(Image-grounded pointing data)
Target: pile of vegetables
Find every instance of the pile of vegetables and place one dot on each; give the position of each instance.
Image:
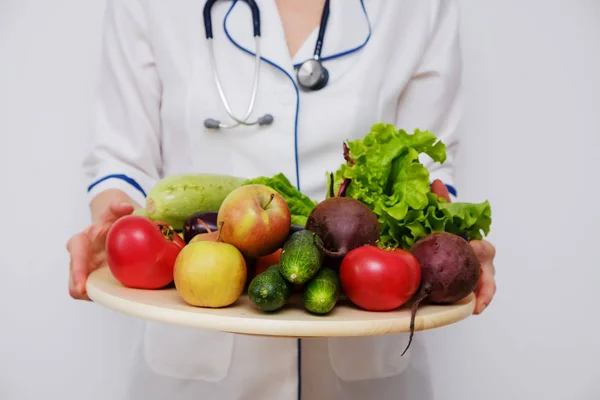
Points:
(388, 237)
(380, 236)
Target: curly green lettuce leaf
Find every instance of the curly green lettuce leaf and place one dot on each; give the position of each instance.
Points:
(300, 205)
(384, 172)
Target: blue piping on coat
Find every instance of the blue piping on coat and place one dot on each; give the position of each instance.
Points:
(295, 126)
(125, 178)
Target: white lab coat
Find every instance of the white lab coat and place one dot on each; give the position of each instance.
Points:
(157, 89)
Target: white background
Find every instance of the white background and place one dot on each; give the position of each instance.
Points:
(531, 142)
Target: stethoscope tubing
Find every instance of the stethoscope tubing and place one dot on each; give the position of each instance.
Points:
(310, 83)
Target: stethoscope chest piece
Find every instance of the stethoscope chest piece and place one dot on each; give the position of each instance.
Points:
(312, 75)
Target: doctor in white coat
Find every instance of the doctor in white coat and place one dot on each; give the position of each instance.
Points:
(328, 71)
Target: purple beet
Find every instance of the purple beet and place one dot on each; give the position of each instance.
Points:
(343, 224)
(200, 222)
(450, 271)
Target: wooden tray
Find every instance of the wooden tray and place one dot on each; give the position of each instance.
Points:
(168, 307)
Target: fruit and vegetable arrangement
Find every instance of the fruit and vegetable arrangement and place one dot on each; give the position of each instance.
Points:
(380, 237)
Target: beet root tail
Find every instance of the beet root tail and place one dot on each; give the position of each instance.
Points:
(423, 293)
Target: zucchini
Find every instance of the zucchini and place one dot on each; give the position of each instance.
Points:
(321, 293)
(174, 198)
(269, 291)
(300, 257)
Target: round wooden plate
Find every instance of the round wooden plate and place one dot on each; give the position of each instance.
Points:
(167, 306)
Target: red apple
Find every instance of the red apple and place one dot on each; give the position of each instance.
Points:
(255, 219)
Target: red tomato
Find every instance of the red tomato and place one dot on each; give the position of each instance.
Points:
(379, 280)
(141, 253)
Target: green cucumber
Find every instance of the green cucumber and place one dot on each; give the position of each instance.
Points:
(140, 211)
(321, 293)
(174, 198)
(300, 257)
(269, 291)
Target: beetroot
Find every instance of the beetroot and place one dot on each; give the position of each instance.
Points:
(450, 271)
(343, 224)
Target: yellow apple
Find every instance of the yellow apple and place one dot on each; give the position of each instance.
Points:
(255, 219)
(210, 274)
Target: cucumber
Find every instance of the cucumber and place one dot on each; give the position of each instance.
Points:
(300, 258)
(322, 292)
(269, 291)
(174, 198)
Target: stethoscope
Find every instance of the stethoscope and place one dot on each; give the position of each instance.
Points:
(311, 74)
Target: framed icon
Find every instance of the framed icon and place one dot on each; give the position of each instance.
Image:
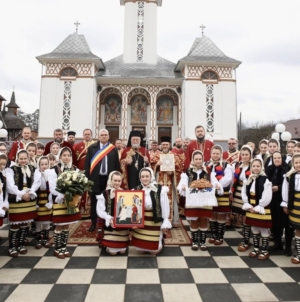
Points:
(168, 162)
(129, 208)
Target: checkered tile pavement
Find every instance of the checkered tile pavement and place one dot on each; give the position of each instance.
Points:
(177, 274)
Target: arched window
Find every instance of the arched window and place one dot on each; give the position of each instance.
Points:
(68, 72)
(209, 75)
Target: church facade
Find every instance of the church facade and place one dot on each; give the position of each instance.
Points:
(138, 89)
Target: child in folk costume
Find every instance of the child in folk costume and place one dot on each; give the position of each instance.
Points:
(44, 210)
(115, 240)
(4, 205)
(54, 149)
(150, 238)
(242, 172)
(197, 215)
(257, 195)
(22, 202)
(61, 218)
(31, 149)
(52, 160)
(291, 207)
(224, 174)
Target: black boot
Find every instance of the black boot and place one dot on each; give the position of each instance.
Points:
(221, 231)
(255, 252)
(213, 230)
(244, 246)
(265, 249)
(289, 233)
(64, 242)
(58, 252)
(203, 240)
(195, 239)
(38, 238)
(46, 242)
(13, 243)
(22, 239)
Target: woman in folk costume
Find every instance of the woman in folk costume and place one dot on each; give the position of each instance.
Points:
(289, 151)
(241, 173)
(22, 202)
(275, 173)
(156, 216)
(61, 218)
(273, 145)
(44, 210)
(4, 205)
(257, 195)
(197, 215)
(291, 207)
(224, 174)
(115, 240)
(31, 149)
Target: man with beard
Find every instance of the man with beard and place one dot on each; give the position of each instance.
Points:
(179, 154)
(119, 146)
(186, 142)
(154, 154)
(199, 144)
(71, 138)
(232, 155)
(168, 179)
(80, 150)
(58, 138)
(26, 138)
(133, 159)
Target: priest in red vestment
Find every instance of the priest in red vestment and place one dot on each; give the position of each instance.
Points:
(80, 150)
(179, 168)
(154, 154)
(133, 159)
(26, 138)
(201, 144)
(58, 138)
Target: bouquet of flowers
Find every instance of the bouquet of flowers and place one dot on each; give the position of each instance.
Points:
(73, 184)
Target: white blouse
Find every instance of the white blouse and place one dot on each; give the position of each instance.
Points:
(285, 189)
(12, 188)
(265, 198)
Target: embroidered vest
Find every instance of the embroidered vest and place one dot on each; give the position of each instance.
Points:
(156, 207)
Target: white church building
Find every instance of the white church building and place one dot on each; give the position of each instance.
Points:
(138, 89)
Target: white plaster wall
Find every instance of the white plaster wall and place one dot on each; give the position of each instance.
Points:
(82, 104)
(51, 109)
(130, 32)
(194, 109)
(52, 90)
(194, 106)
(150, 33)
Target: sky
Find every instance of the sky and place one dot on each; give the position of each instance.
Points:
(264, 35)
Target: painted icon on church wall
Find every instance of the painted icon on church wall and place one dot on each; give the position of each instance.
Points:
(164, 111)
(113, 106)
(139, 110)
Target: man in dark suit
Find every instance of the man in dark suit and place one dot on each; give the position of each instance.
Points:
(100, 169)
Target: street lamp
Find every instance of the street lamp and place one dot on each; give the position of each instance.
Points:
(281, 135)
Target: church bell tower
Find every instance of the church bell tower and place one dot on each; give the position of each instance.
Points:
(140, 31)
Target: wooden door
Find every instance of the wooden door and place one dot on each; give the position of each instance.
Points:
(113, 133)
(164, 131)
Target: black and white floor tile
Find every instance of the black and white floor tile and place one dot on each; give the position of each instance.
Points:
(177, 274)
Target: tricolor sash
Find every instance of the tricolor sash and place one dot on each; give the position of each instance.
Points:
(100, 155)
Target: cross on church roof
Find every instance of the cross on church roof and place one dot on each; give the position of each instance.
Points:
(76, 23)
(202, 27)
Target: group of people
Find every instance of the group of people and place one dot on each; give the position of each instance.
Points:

■ **PROMPT**:
Check the lines above and copy each one that includes "black".

■ **RESPONSE FOR THIS EXERCISE**:
Target: black boot
Find every instance of the black boot and place one dot on each; give the position of each instance.
Target: black and white floor tile
Find every instance of the black and white floor tile and place one dot on each; give the position of each instance.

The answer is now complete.